— begin —
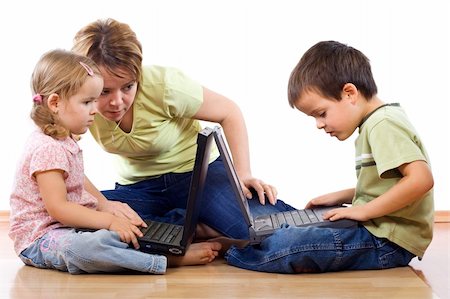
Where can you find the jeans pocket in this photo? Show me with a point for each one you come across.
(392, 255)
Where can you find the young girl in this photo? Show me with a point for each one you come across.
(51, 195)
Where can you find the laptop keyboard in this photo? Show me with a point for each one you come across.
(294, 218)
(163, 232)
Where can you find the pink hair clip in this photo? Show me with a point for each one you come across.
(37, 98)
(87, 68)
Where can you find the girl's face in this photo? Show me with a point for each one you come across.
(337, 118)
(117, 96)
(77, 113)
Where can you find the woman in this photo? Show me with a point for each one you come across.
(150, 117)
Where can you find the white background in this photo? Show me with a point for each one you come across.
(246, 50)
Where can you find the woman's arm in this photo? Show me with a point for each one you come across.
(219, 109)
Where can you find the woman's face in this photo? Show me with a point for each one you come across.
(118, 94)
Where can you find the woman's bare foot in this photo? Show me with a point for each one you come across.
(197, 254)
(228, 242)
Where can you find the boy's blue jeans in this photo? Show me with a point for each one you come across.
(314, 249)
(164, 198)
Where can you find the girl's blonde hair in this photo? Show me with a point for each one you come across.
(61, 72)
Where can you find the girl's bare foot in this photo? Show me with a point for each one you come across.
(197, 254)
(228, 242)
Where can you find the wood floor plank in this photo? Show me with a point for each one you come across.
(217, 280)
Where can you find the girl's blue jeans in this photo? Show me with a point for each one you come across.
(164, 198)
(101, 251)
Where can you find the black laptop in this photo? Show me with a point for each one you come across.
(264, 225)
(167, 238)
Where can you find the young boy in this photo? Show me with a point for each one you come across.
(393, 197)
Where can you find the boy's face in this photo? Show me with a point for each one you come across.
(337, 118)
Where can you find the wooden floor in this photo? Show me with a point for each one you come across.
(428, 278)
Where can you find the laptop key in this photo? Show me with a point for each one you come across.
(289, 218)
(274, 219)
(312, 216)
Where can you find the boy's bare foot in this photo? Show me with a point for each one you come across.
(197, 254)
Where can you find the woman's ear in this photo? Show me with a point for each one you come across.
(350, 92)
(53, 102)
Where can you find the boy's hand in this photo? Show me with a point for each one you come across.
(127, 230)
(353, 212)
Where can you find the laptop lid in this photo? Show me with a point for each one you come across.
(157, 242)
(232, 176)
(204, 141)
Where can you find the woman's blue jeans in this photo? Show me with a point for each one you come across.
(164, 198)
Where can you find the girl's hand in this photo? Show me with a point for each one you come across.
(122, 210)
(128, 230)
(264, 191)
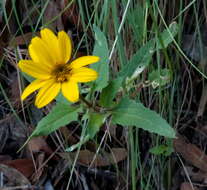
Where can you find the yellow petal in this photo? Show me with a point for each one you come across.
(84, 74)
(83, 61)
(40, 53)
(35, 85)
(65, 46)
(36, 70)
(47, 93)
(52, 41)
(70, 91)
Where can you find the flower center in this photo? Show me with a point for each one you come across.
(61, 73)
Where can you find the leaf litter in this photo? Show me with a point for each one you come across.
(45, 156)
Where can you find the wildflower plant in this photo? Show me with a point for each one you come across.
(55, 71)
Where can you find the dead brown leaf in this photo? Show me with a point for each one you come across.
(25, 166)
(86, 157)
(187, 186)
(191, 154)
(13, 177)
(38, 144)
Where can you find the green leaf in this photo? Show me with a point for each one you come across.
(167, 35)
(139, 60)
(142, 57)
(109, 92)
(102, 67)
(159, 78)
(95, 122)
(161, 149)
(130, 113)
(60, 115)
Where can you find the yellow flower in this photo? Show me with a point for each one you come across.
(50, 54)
— end —
— begin —
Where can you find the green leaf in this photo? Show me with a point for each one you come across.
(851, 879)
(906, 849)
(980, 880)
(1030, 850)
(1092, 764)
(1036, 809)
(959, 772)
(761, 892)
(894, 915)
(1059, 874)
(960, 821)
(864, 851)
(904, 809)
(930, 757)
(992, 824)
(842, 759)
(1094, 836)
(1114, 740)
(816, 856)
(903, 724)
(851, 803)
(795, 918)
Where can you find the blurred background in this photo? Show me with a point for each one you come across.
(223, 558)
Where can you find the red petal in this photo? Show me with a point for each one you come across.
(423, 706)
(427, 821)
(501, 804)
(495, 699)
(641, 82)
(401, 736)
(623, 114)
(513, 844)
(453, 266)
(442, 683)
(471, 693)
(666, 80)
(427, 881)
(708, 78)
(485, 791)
— end —
— begin —
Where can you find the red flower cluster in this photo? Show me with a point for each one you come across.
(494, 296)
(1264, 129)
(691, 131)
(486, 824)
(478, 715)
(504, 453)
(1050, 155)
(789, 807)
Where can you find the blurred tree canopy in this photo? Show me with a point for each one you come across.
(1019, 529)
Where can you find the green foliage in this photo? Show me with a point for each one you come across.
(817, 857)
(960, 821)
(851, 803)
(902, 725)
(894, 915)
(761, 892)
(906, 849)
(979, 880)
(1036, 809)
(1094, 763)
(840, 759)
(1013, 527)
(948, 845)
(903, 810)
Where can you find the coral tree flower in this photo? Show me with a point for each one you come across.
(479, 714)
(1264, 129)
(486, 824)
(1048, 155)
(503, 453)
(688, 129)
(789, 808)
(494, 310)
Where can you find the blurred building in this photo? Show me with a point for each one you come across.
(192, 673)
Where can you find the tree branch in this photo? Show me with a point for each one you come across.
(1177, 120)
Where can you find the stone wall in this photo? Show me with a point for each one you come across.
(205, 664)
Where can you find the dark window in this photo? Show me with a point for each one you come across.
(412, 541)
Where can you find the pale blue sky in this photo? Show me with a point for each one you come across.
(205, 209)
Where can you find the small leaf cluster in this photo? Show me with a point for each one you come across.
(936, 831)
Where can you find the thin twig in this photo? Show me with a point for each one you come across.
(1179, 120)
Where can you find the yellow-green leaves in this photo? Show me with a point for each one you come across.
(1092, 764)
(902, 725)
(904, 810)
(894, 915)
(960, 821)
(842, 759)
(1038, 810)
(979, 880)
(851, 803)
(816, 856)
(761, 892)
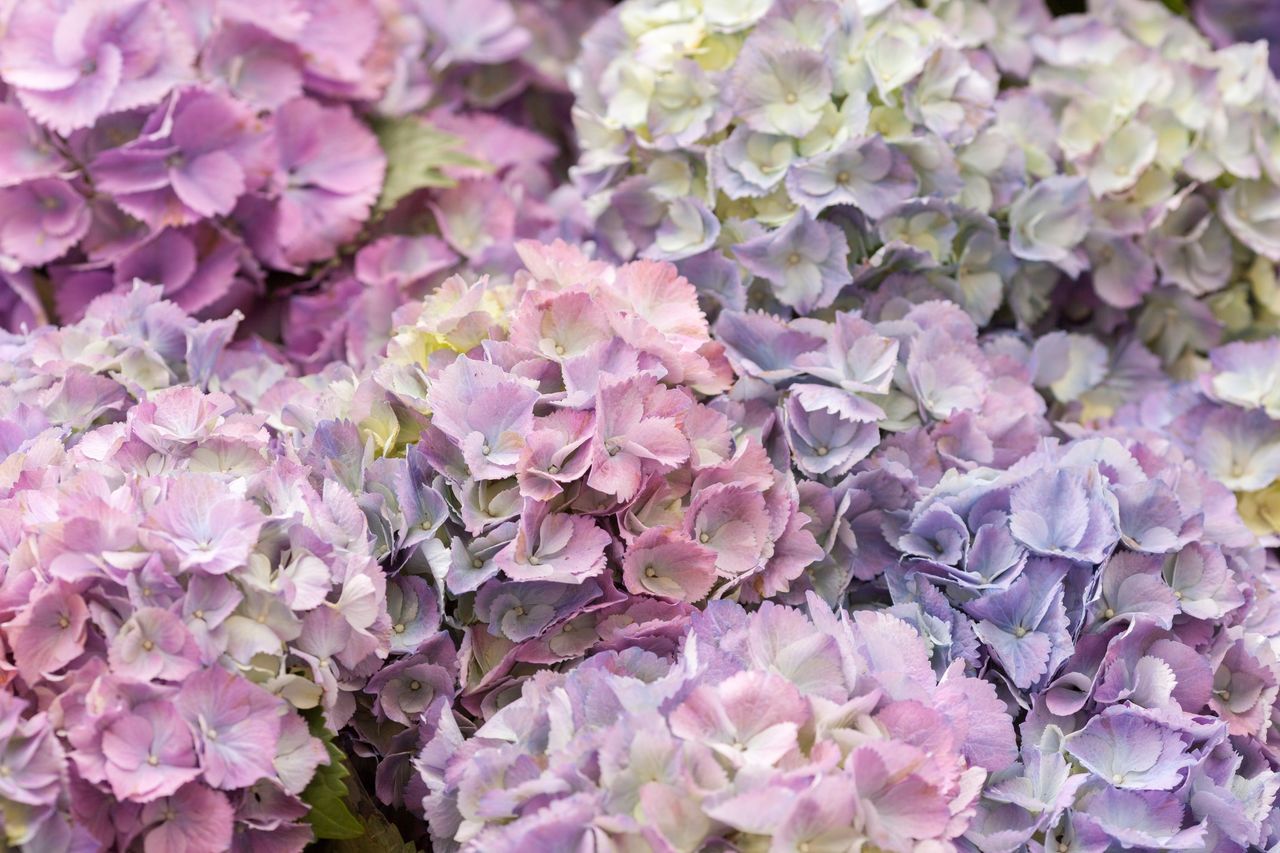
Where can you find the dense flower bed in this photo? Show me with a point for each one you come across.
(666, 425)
— end —
SET PROBLEM:
Show each line from the items above that contains the word "yellow".

ANSWER IN FULL:
Where can you find the yellow petal in this photo? Show me with a point for each one you come across.
Where can you find the yellow flower in this photo? Show me with a point for each one you come across.
Where can you find the yellow-green leaves in this photo? Show me with a point for each one you come across.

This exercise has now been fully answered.